(Il brano)
● ● ● ●
Glen Gabbard ha proposto la distinzione tra “attraversamento dei confini” e “violazioni dei confini”: il primo segnerebbe un momento evolutivo della terapia, il secondo recherebbe un danno al paziente. Potremmo allora vedere il setting online come un attraversamento e il persistere a vedere il paziente di persona come una violazione? Sarebbe paradossale. Pensiamo anche al passaggio dal lettino al vis-a-vis forzato. Cambia la terapia psicoanalitica? È meno “profonda” come spesso si sente declamare? Dobbiamo ricordarci che il passaggio dal lettino al vis-a-vis era presente già ai tempi di Freud, Jung, Adler e nessuno dei nostri grandi ha mai messo in dubbio la profondità del metodo psicoanalitico in base al setting (termine che non era ancora usato).

Il tempo del Coronavirus ci costringerà a riflettere su come abbiamo fatto coincidere le nostre tecniche con l’essenza del metodo e della teoria e a considerare la relazione a fondamento della psicoanalisi. La “psicoanalisi della relazione” e la “psicologia analitica intersoggettiva” sono verosimilmente molto più di una corrente psicoanalitica accanto ad altre.
● ● ● ●
(Compiti da svolgere)
• a. Sostituisci "lettino" con "divano" e riscrivi la parte del brano che si apre con "Glen Gabbard ha" e si chiude con "era ancora usato).".
• b. Rispondi a queste domande sul brano:
(i) Secondo Gabbard, che cosa recherebbero al paziente le violazioni dei confini?
(ii) Ai tempi di quali autori era già presente il passaggio dal lettino al vis-a-vis?
(iii) Quali due indirizzi il brano definisce verosimilmente molto più di una corrente psicoanalitica accanto ad altre?

(Dati di partenza)
● ● ● ●
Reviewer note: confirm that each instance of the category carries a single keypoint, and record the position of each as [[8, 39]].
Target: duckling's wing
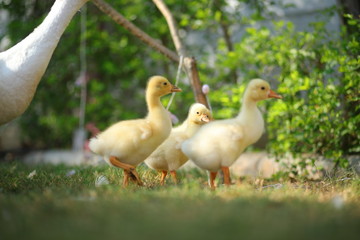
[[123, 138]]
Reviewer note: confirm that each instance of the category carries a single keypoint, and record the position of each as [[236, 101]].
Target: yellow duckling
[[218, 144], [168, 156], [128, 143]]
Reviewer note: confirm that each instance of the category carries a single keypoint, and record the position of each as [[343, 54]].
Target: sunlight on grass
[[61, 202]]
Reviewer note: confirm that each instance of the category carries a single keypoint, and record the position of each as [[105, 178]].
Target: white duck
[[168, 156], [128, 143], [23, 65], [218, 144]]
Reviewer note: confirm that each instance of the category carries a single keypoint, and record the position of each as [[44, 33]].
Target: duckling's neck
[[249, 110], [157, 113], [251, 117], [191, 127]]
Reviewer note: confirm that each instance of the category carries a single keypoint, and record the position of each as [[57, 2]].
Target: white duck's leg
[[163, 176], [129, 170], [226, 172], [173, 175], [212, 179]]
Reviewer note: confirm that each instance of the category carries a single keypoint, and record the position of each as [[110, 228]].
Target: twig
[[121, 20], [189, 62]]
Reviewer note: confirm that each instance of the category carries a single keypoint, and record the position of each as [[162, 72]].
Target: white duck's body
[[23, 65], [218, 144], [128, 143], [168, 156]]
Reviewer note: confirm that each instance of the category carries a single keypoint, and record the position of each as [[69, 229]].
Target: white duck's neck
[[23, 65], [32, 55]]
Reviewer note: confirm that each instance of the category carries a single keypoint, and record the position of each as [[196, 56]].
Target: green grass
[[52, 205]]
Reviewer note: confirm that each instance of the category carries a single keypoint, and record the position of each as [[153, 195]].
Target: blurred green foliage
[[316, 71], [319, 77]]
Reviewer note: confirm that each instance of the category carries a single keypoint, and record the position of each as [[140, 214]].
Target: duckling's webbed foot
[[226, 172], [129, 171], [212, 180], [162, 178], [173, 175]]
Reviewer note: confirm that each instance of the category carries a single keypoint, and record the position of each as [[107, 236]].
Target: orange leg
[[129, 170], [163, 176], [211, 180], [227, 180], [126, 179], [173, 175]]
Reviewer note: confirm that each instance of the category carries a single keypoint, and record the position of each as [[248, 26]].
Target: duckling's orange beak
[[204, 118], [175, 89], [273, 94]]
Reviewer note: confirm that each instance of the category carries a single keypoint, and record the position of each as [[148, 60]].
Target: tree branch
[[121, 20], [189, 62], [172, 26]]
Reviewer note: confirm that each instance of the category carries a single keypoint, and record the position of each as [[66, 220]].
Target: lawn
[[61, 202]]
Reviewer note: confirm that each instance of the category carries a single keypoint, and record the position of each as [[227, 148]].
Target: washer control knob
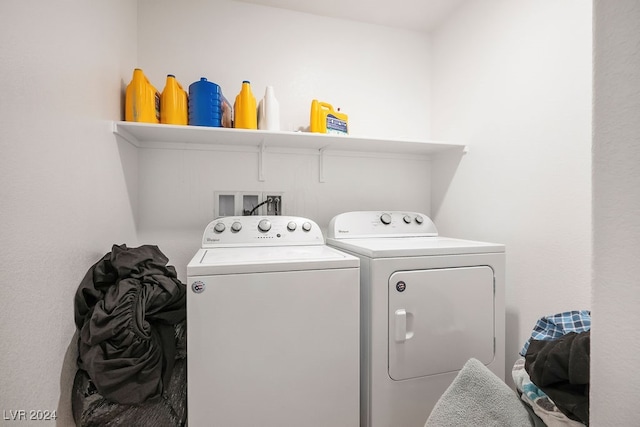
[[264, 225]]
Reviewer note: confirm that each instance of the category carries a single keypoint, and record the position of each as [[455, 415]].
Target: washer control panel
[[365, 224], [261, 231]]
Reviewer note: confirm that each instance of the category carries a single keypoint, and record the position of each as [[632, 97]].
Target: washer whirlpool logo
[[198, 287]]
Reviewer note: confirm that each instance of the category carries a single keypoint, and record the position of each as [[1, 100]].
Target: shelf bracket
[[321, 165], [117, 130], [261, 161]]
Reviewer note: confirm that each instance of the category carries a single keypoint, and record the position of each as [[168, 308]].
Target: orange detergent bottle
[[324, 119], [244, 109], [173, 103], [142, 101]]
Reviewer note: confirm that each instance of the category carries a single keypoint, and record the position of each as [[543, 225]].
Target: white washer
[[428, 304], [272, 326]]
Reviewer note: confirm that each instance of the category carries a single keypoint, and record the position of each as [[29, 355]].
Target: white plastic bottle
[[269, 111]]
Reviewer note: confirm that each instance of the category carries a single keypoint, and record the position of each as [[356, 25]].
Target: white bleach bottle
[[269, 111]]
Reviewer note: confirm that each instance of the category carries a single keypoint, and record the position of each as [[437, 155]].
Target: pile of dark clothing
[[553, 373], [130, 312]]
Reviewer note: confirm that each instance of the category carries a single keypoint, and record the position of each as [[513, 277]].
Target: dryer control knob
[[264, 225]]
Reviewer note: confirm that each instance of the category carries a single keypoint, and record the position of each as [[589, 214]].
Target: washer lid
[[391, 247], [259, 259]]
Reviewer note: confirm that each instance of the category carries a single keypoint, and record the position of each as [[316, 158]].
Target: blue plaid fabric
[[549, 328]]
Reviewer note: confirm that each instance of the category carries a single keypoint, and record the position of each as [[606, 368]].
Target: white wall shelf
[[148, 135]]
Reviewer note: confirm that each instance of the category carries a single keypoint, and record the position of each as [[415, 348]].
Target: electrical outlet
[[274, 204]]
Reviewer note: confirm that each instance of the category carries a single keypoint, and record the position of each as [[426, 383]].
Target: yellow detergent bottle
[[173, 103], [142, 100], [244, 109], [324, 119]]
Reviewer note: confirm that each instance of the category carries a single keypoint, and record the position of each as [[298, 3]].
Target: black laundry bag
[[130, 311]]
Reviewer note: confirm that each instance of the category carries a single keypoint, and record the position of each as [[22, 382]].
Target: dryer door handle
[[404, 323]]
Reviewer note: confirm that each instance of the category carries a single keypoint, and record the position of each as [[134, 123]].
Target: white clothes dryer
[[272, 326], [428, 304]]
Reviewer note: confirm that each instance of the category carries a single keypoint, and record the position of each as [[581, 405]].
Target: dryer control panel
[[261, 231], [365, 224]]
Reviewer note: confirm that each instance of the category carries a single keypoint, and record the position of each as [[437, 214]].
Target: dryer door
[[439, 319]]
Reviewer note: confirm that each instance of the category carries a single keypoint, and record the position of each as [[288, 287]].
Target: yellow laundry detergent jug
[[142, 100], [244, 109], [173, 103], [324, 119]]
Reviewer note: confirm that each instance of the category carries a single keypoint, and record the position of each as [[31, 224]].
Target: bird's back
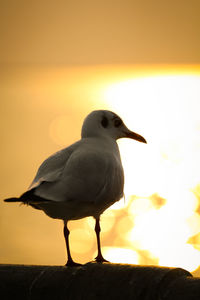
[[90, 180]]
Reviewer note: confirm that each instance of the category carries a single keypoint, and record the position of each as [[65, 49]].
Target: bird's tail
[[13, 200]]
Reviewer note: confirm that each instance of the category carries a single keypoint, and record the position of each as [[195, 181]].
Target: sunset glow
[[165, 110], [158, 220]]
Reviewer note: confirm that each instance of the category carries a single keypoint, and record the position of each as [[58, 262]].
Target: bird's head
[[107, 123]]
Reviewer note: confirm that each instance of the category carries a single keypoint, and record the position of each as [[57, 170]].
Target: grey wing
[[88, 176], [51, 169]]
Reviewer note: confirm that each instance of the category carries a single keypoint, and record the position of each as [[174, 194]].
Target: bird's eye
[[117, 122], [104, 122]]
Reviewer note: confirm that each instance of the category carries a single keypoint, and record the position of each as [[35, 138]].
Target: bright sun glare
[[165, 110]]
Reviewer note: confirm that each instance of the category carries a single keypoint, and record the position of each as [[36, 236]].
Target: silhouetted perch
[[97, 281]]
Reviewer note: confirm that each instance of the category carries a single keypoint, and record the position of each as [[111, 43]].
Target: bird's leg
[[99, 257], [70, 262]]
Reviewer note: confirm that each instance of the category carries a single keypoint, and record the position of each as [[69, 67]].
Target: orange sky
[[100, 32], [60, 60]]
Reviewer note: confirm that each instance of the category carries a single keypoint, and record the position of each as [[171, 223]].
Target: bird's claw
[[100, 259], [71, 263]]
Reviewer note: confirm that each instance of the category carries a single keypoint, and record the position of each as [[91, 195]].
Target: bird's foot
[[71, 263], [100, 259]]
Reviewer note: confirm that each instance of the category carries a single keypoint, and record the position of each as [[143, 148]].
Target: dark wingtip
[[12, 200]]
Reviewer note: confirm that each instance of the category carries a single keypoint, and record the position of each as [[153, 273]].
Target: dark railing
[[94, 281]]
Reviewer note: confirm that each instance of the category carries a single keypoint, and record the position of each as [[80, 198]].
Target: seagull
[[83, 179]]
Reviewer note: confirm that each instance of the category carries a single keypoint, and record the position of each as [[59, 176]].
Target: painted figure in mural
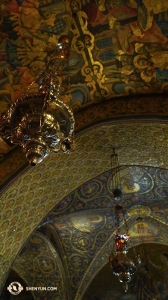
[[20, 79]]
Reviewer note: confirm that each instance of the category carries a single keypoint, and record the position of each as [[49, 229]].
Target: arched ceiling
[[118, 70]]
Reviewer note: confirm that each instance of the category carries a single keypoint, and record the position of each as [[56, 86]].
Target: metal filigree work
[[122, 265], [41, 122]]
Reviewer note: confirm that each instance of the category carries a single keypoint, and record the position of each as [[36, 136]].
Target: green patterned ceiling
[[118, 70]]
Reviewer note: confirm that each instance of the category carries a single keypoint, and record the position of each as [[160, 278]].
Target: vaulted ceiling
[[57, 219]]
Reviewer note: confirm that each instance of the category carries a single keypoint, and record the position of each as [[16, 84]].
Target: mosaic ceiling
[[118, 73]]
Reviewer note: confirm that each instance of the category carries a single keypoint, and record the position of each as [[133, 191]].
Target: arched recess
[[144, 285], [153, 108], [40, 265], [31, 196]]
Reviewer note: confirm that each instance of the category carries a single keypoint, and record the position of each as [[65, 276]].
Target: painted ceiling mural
● ● ● ●
(Risposte attese)
• a.
Glen Gabbard ha proposto la distinzione tra “attraversamento dei confini” e “violazioni dei confini”: il primo segnerebbe un momento evolutivo della terapia, il secondo recherebbe un danno al paziente. Potremmo allora vedere il setting online come un attraversamento e il persistere a vedere il paziente di persona come una violazione? Sarebbe paradossale. Pensiamo anche al passaggio dal divano al vis-a-vis forzato. Cambia la terapia psicoanalitica? È meno “profonda” come spesso si sente declamare? Dobbiamo ricordarci che il passaggio dal divano al vis-a-vis era presente già ai tempi di Freud, Jung, Adler e nessuno dei nostri grandi ha mai messo in dubbio la profondità del metodo psicoanalitico in base al setting (termine che non era ancora usato).

• b.
(i) Un danno.
(ii) Freud, Jung e Adler.
(iii) La "psicoanalisi della relazione" e la "psicologia analitica intersoggettiva".